§ **Parts of the exercise**:
(1) Reproduce the passage of the cheerleading article starting at "Spotter: The spotter’s" and ending at "the same time.".
(2) According to the cheerleading article, why does spotting place a heavy emphasis on eccentric strength? Answer in one to three sentences.

§ **Source**:

--------

Typically in this field, the interns and graduate assistants are given the opportunity to work with less high-profile sports. During my time as graduate assistant strength and conditioning coach in Miami, I was fortunate enough to work with the coed cheer team. In this article I will dive into the needs analysis, character development, and training protocols utilized, as well as the progressions.
Cheerleading is a sport comprised of three different positions: the spotter, the base, and the partner.
Spotter: The spotter’s job is to make sure the partner completes the stunt safely. Spotting puts a huge focus on eccentric strength due to the need to catch the partner as they descend from the stunt. The spotter is normally in charge of the counting process to make sure all parties involved in the stunt execute the stunt at the same time.
Base: The base’s primary responsibility is to act as the foundation for lifts and pyramids, and the athlete who fills this position must be able to perform stable isometric contractions to control the lift. In addition to having strong isometric contractions, the athletes must also assist the spotters in safely dismounting the partner from the stunt, which requires another major emphasis on eccentric strength. Normally in co-ed cheer the male cheerleaders are used in this position.
Partner: The last position is the partner. The partner is the apex of the stunt, and their responsibilities differ from the rest of the positions. They require the ability to extend their hips and arms rapidly while maintaining high amounts of core stability from the extremities being put into the extended positions relative to the stunt at hand. They need to maintain flexibility of the lats, triceps, anterior hip, and hamstrings to sustain longer holds up top. Stability in the hips, ankles, and core is also needed to maintain positions in specific stunts, especially if the stunts require the partner to be on one leg or have one arm more distal from the center of mass.
Common injuries seen in cheerleading are to the lower extremities, upper extremities, trunk, neck, and head. These injuries are normally due to falls from improper execution of the stunts, lifting or tossing with poor technique, twisting a body part through high ranges of motions, or a lack of eccentric strength.
Cheer presented me with a variety of challenges as a young coach in the profession. One of the most interesting things I found is that a lot of underclassmen had no experience in physical training or lifting, but they spent a lot of time in competitive cheer or similar sports such as gymnastics. As a coach, the biggest question I had to ask myself was, “How do I get buy-in with a team that has never touched a weight before?”One of the most interesting things I found in cheer is that a lot of underclassmen had no experience in physical training or lifting, says @KTelegadas. Click To Tweet
I started doing some research into the psychology of getting “buy-in,” and the majority of the research that I came across had to do with business development, leadership, and other psychological techniques that coaches have used over the years. Among the podcasts, articles, and books that I read were three distinct common factors:
1. People won’t care about what you want them to do, until they know you care about them.

--------

§ **Data segment**:
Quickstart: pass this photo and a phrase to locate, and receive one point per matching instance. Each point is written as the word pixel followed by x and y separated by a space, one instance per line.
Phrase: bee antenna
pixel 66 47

--------

§ **Solutions for each task**:
(1)
Spotter: The spotter’s job is to make sure the partner completes the stunt safely. Spotting puts a huge focus on eccentric strength due to the need to catch the partner as they descend from the stunt. The spotter is normally in charge of the counting process to make sure all parties involved in the stunt execute the stunt at the same time.

(2) Spotting places a heavy emphasis on eccentric strength because the spotter must catch the partner as the partner descends from the stunt.